Dataset records:
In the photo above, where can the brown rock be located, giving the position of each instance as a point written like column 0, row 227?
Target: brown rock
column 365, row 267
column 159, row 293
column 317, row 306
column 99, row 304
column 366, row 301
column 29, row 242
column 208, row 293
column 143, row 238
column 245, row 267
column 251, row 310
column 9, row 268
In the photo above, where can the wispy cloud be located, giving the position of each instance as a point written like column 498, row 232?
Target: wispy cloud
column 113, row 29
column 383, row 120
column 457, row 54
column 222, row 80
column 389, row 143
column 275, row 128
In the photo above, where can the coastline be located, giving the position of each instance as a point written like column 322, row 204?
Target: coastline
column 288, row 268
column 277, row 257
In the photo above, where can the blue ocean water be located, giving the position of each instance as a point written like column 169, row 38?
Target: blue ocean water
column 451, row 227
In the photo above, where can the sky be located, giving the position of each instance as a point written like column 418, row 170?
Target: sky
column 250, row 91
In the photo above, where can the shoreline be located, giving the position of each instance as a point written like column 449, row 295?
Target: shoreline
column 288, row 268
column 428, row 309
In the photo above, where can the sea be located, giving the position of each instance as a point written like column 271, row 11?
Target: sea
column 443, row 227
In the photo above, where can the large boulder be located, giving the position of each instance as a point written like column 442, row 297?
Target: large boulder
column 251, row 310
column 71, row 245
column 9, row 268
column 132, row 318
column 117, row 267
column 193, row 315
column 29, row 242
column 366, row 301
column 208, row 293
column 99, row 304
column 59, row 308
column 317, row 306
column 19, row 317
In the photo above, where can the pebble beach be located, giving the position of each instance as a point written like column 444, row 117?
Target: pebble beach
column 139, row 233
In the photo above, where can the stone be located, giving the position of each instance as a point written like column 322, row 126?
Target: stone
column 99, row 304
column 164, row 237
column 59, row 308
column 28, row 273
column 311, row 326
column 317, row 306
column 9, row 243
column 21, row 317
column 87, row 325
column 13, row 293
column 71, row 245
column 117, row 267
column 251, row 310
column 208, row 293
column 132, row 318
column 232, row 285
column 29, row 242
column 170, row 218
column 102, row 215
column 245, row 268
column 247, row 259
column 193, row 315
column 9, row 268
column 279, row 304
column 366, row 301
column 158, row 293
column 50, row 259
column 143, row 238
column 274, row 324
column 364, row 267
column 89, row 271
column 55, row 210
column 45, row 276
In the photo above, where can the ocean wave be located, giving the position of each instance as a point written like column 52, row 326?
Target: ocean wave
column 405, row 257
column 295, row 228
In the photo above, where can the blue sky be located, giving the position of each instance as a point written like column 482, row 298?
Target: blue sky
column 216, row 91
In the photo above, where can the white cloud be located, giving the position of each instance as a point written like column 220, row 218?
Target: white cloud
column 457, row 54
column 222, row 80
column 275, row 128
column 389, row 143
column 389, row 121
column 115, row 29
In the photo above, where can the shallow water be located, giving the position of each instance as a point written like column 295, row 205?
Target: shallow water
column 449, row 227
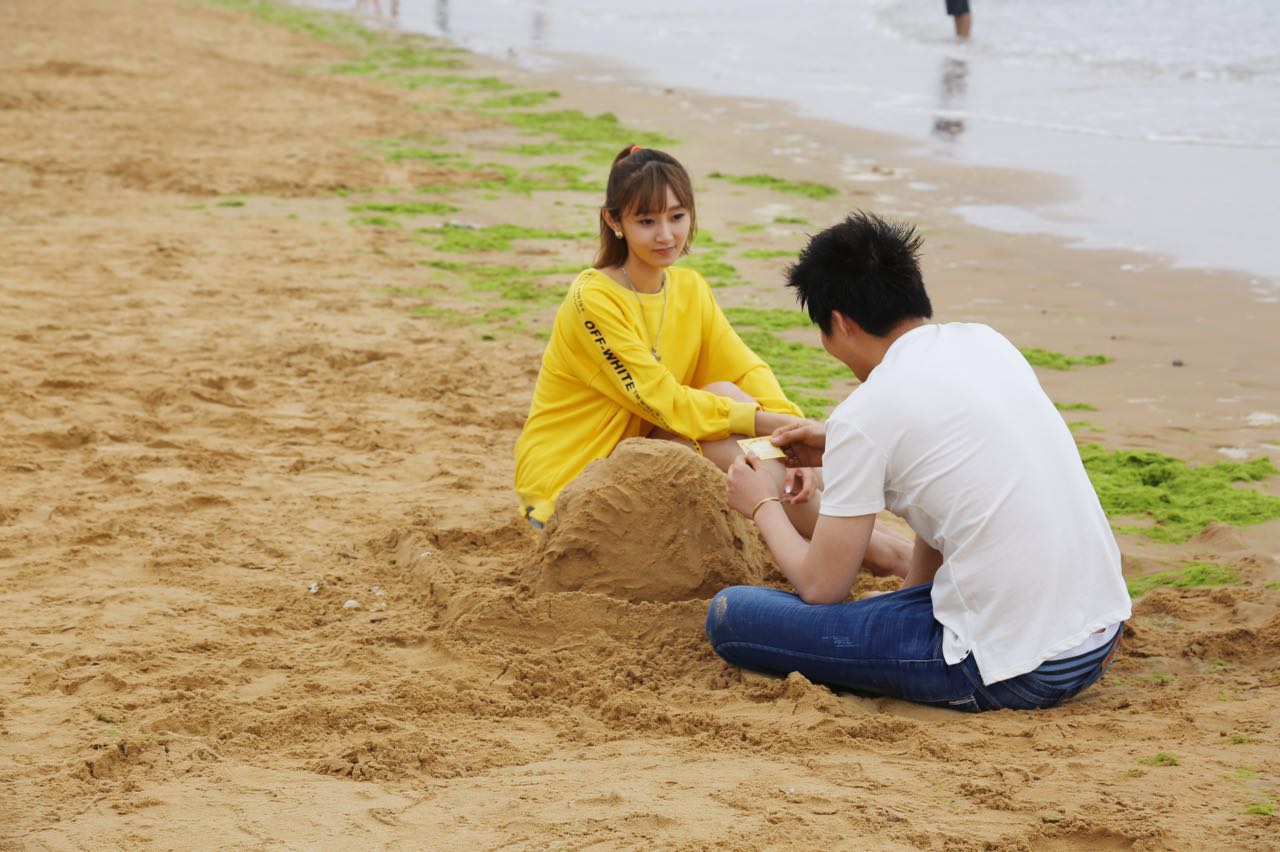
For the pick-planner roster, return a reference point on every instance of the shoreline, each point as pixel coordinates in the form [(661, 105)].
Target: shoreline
[(1214, 323), (1128, 196), (272, 330)]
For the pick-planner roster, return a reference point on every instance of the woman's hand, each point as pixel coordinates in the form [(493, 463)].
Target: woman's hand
[(800, 484), (748, 485), (803, 443)]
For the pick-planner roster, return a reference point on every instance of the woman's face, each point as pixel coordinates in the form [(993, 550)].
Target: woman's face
[(657, 238)]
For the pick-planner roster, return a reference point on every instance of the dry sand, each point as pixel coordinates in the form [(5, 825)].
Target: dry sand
[(220, 425)]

● Exercise task: Output as a numbered list, with blank lines omitted, the part of the records that opens with the line containing "In the photo above, where can the ocean" and closes with the line containing "column 216, row 91", both included.

● Expected answer:
1. In the photo above, where can the ocean wave be located, giving the position of each instance as a point written like column 52, row 326?
2. Target: ocean wave
3. column 405, row 257
4. column 295, row 228
5. In the photo above, where can the blue sky be located, giving the position of each instance as a point written like column 482, row 298?
6. Target: blue sky
7. column 216, row 91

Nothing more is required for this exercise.